What follows is a listing to be repeated in full and without alteration.

─── Available records

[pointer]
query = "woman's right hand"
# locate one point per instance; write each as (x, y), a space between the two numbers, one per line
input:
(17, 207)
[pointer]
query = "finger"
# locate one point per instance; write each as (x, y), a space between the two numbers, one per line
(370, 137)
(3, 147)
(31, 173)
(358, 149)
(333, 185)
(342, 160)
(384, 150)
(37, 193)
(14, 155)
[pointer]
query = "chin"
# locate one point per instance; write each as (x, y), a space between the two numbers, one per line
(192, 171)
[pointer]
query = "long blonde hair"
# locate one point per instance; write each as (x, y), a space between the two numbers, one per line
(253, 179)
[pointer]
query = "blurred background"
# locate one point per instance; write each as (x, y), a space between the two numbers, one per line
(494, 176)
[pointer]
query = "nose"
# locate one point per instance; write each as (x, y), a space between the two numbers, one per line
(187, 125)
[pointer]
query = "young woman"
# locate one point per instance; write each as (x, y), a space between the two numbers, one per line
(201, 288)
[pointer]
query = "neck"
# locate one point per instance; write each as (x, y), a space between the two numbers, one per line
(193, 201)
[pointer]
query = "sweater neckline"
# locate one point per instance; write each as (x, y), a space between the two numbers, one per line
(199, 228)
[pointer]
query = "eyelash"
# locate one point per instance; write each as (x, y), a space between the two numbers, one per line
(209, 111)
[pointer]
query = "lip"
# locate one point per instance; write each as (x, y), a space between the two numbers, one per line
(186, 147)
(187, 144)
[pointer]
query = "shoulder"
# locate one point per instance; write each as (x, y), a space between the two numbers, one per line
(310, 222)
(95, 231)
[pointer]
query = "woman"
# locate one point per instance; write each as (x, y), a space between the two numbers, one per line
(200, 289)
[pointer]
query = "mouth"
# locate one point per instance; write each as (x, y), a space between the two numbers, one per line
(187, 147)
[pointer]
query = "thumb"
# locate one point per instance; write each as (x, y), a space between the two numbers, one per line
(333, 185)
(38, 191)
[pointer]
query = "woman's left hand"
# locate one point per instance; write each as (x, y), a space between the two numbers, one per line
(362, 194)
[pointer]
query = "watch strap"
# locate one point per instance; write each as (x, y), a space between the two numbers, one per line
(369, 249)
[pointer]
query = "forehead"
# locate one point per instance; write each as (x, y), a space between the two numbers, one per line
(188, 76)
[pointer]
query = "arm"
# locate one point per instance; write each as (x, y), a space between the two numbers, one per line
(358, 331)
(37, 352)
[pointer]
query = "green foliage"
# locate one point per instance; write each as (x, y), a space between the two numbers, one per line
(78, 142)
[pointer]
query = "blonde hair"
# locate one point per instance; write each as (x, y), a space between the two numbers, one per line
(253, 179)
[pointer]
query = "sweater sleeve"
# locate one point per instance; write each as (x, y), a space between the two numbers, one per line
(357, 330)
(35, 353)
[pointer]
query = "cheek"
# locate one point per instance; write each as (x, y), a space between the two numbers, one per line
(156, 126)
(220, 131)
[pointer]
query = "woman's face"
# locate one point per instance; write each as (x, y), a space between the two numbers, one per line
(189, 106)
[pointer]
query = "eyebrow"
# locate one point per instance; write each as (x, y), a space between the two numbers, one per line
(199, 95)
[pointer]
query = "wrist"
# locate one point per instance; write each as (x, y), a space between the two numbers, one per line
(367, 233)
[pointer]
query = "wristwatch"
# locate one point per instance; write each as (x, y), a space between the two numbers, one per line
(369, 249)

──────

**Solution for this exercise**
[pointer]
query = "woman's right hand"
# locate one point per instance; write each as (x, y), a space between the two numbers, one per line
input:
(17, 207)
[pointer]
query = "finger"
# locate one point per instance; write each as (x, y), a space between the two numbers, one per line
(370, 137)
(3, 147)
(31, 173)
(358, 149)
(333, 185)
(342, 160)
(384, 150)
(37, 193)
(14, 155)
[pointer]
query = "chin"
# locate one point per instance; write each as (x, y), a space between the two numbers, one per line
(192, 171)
[pointer]
query = "long blonde hair"
# locate one point per instance; write each as (x, y), a space between the two numbers, one per line
(253, 179)
[pointer]
query = "blurred background"
# locate one point per instance; write each as (x, y), a space between the two numbers, one per line
(494, 176)
[pointer]
query = "nose"
# locate one point per instance; write each as (x, y), a space between the two numbers, one per line
(187, 125)
[pointer]
query = "young woman"
# locate one point per instance; write each as (x, y), a space between the two numbers, one per line
(201, 288)
[pointer]
query = "neck"
# locate one point per instance; write each as (x, y), a space between the two numbers, one per line
(193, 201)
[pointer]
query = "sweater neckline"
# locate one point per instance; write each as (x, y), a space between the two numbers, one per line
(199, 228)
[pointer]
query = "eyelash"
# locate one point per instance; write each as (x, y), a space between the two numbers, one per line
(209, 111)
[pointer]
query = "lip"
# locate one point per instance; write each as (x, y), a space between the two numbers, one per line
(186, 147)
(187, 144)
[pointer]
query = "shoulder"
# locate one point per instance; write each as (x, y), a space between the two numbers, one per line
(310, 222)
(95, 231)
[pointer]
query = "woman"
# locate one point per instance; write each as (x, y), a space between the two numbers, one per line
(200, 289)
[pointer]
query = "mouth"
# locate one point per instance; write each as (x, y), a space between the two numbers, one per line
(187, 147)
[pointer]
query = "thumb"
# locate one point per instance; write each as (x, y), a space between the two numbers, one per line
(333, 185)
(38, 191)
[pointer]
query = "woman's left hand"
# locate one point per instance; write each as (x, y), a space between the two numbers, one per line
(362, 194)
[pointer]
query = "watch strap"
# locate one point per instance; write each as (x, y), a space between the two numbers, one per line
(369, 249)
[pointer]
query = "forehead"
# locate one point per instance; write each as (x, y), a space between the two numbers, one per line
(188, 76)
[pointer]
query = "arm"
# locate one point per instance; write each as (x, y), a space between the two numbers, one per line
(358, 331)
(37, 352)
[pointer]
query = "green foliage"
# locate one point per instance; write each as (x, y), a space between the two numbers, one per line
(78, 142)
[pointer]
query = "blonde hair"
# locate one point per instance; write each as (x, y), a space between the two numbers, one per line
(253, 179)
[pointer]
query = "sweater sleeve"
# locate one point per instance; write each as (x, y), a space between the two numbers, one per line
(357, 330)
(35, 353)
[pointer]
query = "cheek"
# locate one point per instance; write each as (x, y), a space between the two numbers, one per line
(156, 126)
(220, 131)
[pointer]
query = "woman's face"
# locate one point per instance; write each as (x, y), a space between the two numbers, one per line
(189, 106)
[pointer]
query = "eyebrow"
# locate one point per instance; write each as (x, y), a space between the two numbers, one per line
(199, 95)
[pointer]
query = "wrist"
# locate one point per instance; write each as (x, y), a space between the two numbers, one per line
(367, 233)
[pointer]
query = "wristwatch"
# locate one point per instance; write each as (x, y), a space between the two numbers, one per line
(369, 249)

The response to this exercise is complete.